» Work to be completed:
Pictures should not appear in the copy; the records themselves must be written out exactly.

BEGIN Source information

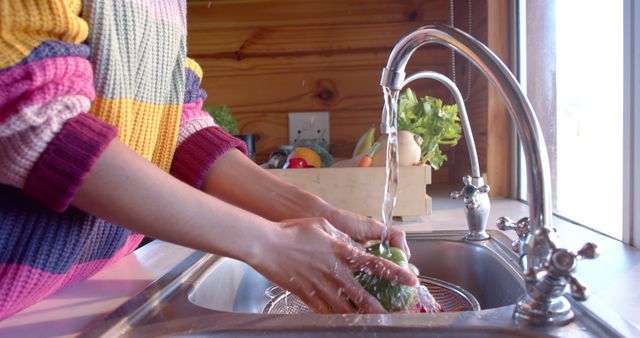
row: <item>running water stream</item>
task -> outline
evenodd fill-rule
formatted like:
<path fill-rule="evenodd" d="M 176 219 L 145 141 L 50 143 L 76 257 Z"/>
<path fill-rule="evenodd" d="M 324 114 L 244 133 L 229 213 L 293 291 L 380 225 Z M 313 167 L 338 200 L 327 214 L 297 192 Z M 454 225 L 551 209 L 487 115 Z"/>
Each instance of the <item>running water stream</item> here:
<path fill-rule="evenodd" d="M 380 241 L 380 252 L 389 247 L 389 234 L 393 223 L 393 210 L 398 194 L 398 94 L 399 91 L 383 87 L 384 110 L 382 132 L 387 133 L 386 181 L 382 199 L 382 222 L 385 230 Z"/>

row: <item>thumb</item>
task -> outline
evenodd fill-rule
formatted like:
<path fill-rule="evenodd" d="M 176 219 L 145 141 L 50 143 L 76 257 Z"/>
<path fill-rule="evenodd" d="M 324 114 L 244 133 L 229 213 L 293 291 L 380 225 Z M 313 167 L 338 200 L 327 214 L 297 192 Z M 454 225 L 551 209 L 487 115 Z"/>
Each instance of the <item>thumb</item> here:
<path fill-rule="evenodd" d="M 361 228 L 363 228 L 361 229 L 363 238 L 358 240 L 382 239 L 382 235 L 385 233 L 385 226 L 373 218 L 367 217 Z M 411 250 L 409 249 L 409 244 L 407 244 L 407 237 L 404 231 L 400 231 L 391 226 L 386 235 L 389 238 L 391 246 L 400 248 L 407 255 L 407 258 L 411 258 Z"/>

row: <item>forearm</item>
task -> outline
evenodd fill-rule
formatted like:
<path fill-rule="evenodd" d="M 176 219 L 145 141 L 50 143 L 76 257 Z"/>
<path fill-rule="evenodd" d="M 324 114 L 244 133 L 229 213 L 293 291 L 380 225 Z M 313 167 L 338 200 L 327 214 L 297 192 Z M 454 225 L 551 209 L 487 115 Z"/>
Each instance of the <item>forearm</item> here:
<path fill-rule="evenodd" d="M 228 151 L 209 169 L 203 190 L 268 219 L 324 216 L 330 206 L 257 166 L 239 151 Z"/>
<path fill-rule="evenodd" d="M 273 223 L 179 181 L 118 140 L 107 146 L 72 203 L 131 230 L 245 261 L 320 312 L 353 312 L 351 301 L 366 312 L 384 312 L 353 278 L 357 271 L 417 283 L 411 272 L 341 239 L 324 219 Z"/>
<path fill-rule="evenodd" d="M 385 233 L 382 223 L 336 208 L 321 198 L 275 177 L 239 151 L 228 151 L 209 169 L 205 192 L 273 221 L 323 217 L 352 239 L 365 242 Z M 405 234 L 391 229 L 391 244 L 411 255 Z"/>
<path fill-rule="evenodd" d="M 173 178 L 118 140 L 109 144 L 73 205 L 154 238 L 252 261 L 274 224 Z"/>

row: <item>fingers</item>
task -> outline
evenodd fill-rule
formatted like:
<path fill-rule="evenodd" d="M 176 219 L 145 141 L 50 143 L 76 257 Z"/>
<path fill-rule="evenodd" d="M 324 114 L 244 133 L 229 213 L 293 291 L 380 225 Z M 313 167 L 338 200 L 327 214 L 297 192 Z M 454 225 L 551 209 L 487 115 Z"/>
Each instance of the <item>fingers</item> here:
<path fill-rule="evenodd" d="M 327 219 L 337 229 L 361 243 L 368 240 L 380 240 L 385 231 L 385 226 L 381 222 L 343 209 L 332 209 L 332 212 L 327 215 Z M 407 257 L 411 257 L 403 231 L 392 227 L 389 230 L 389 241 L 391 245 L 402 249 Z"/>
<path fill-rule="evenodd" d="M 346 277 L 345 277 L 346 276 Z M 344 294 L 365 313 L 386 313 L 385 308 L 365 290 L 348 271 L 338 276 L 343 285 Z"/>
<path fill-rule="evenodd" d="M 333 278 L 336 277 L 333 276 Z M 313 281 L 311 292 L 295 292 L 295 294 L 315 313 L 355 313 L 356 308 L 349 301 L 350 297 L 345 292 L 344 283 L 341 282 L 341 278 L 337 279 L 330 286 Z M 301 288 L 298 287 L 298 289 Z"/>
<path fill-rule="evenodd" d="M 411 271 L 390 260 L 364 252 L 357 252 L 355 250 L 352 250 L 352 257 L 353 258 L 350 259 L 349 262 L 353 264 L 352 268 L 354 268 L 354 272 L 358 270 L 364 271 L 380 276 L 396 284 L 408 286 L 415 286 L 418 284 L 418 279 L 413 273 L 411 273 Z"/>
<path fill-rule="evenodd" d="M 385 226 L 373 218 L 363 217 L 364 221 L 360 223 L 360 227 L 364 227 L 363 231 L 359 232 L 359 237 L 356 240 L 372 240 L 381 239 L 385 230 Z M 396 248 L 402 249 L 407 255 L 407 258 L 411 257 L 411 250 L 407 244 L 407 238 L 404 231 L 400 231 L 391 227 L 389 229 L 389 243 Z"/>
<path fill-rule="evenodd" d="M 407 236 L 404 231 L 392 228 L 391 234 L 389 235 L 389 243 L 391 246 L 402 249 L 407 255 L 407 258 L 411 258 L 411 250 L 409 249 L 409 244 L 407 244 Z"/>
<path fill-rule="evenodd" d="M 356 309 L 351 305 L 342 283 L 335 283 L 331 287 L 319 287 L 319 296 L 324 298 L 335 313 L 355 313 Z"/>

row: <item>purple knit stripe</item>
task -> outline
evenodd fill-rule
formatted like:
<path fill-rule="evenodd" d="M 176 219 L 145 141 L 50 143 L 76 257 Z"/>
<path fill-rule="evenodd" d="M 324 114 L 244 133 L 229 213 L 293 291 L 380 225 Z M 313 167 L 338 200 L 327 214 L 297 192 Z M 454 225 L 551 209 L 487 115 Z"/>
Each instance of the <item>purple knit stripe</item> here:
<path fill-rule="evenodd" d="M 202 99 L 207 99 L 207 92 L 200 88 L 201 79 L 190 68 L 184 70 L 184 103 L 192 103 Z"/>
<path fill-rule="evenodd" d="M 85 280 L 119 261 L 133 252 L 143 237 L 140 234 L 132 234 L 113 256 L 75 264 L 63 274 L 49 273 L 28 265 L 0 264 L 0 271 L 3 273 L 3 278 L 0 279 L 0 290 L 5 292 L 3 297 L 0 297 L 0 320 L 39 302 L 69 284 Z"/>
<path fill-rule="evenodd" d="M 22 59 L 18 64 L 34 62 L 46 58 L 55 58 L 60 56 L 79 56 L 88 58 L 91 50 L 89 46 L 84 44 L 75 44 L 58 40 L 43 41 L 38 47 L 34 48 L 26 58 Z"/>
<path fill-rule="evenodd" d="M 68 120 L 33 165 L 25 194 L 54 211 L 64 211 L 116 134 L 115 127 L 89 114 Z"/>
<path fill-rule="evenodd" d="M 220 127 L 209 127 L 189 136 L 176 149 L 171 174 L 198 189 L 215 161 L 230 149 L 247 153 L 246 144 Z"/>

END Source information

» Written answer:
row: <item>running water stream</item>
task -> outline
evenodd fill-rule
formatted like:
<path fill-rule="evenodd" d="M 176 219 L 145 141 L 50 143 L 76 257 Z"/>
<path fill-rule="evenodd" d="M 324 114 L 244 133 L 229 213 L 293 291 L 380 225 Z M 313 167 L 338 200 L 327 214 L 297 192 Z M 454 225 L 551 209 L 487 115 Z"/>
Each instance of the <item>running water stream</item> here:
<path fill-rule="evenodd" d="M 380 241 L 380 252 L 389 247 L 389 234 L 393 223 L 393 210 L 398 194 L 398 94 L 399 91 L 383 87 L 384 110 L 382 132 L 387 133 L 386 181 L 382 199 L 382 222 L 385 230 Z"/>

row: <item>thumb</item>
task -> outline
evenodd fill-rule
formatted like:
<path fill-rule="evenodd" d="M 176 219 L 145 141 L 50 143 L 76 257 Z"/>
<path fill-rule="evenodd" d="M 324 114 L 244 133 L 229 213 L 293 291 L 380 225 Z M 313 167 L 338 200 L 327 214 L 297 192 Z M 454 225 L 551 209 L 487 115 Z"/>
Each instance of the <item>thumb</item> here:
<path fill-rule="evenodd" d="M 361 228 L 363 228 L 361 229 L 363 238 L 358 240 L 382 239 L 382 235 L 385 233 L 385 226 L 373 218 L 367 217 Z M 411 250 L 409 249 L 409 244 L 407 244 L 407 237 L 404 231 L 400 231 L 391 226 L 386 235 L 389 238 L 391 246 L 400 248 L 407 255 L 407 258 L 411 258 Z"/>

row: <item>forearm</item>
task -> outline
evenodd fill-rule
formatted like:
<path fill-rule="evenodd" d="M 176 219 L 145 141 L 50 143 L 76 257 Z"/>
<path fill-rule="evenodd" d="M 324 114 L 244 133 L 229 213 L 293 291 L 380 225 Z M 313 167 L 338 200 L 327 214 L 297 192 Z M 454 225 L 551 209 L 487 115 Z"/>
Each instance of the <item>forearm</item> here:
<path fill-rule="evenodd" d="M 228 151 L 209 169 L 203 190 L 268 219 L 324 216 L 330 206 L 257 166 L 239 151 Z"/>
<path fill-rule="evenodd" d="M 273 223 L 179 181 L 118 140 L 107 146 L 72 203 L 131 230 L 245 261 L 320 312 L 353 312 L 351 301 L 366 312 L 384 312 L 353 278 L 357 271 L 417 283 L 411 272 L 341 239 L 324 219 Z"/>
<path fill-rule="evenodd" d="M 385 233 L 382 223 L 336 208 L 321 198 L 275 177 L 239 151 L 228 151 L 209 169 L 205 192 L 273 221 L 323 217 L 352 239 L 365 242 Z M 405 234 L 391 229 L 391 244 L 411 255 Z"/>
<path fill-rule="evenodd" d="M 173 178 L 118 140 L 109 144 L 73 205 L 154 238 L 252 261 L 274 224 Z"/>

row: <item>fingers</item>
task -> outline
evenodd fill-rule
formatted like:
<path fill-rule="evenodd" d="M 176 219 L 145 141 L 50 143 L 76 257 Z"/>
<path fill-rule="evenodd" d="M 324 114 L 244 133 L 229 213 L 293 291 L 380 225 Z M 313 167 L 338 200 L 327 214 L 297 192 Z M 454 225 L 551 209 L 487 115 Z"/>
Each instance of the <item>fingers</item> here:
<path fill-rule="evenodd" d="M 327 219 L 337 229 L 361 243 L 368 240 L 380 240 L 385 231 L 385 226 L 381 222 L 343 209 L 332 209 L 332 212 L 327 215 Z M 407 257 L 411 257 L 403 231 L 392 227 L 389 230 L 389 241 L 391 245 L 402 249 Z"/>
<path fill-rule="evenodd" d="M 346 277 L 345 277 L 346 276 Z M 344 294 L 365 313 L 386 313 L 385 308 L 365 290 L 348 271 L 338 276 L 343 285 Z"/>
<path fill-rule="evenodd" d="M 333 278 L 336 277 L 333 276 Z M 313 281 L 311 292 L 295 292 L 295 294 L 315 313 L 355 313 L 356 308 L 349 301 L 350 297 L 345 292 L 344 283 L 341 282 L 341 278 L 337 279 L 330 286 Z M 301 288 L 298 287 L 298 289 Z"/>
<path fill-rule="evenodd" d="M 411 271 L 390 260 L 364 252 L 357 252 L 355 250 L 352 250 L 352 257 L 353 258 L 350 259 L 349 262 L 353 264 L 352 268 L 354 268 L 354 272 L 358 270 L 364 271 L 380 276 L 396 284 L 408 286 L 415 286 L 418 284 L 418 279 L 413 273 L 411 273 Z"/>
<path fill-rule="evenodd" d="M 385 226 L 373 218 L 363 217 L 364 221 L 360 223 L 360 227 L 364 227 L 363 231 L 359 232 L 359 237 L 356 240 L 372 240 L 381 239 L 385 230 Z M 396 248 L 402 249 L 407 255 L 407 258 L 411 257 L 411 250 L 407 244 L 407 238 L 404 231 L 400 231 L 391 227 L 389 229 L 389 243 Z"/>
<path fill-rule="evenodd" d="M 407 236 L 404 231 L 392 228 L 391 234 L 389 235 L 389 243 L 391 246 L 402 249 L 407 255 L 407 258 L 411 258 L 411 250 L 409 249 L 409 244 L 407 244 Z"/>
<path fill-rule="evenodd" d="M 356 309 L 351 305 L 342 283 L 335 283 L 331 287 L 319 287 L 319 296 L 324 298 L 335 313 L 355 313 Z"/>

row: <item>purple knit stripe</item>
task -> outline
evenodd fill-rule
formatted like:
<path fill-rule="evenodd" d="M 176 219 L 145 141 L 50 143 L 76 257 Z"/>
<path fill-rule="evenodd" d="M 324 114 L 244 133 L 229 213 L 293 291 L 380 225 Z M 313 167 L 338 200 L 327 214 L 297 192 Z M 454 225 L 551 209 L 487 115 Z"/>
Each instance of the <item>purple knit stripe</item> here:
<path fill-rule="evenodd" d="M 202 99 L 207 99 L 207 92 L 200 88 L 201 79 L 190 68 L 184 70 L 184 103 L 192 103 Z"/>
<path fill-rule="evenodd" d="M 85 280 L 119 261 L 133 252 L 143 237 L 140 234 L 132 234 L 113 256 L 75 264 L 63 274 L 49 273 L 28 265 L 0 264 L 0 271 L 3 273 L 3 278 L 0 279 L 0 290 L 5 292 L 3 297 L 0 297 L 0 320 L 39 302 L 69 284 Z"/>
<path fill-rule="evenodd" d="M 22 59 L 18 64 L 34 62 L 46 58 L 55 58 L 60 56 L 79 56 L 88 58 L 91 50 L 89 46 L 84 44 L 75 44 L 58 40 L 43 41 L 38 47 L 34 48 L 26 58 Z"/>
<path fill-rule="evenodd" d="M 68 120 L 33 165 L 25 194 L 54 211 L 64 211 L 116 134 L 115 127 L 89 114 Z"/>
<path fill-rule="evenodd" d="M 220 127 L 209 127 L 189 136 L 176 149 L 171 174 L 198 189 L 215 161 L 230 149 L 247 153 L 246 144 Z"/>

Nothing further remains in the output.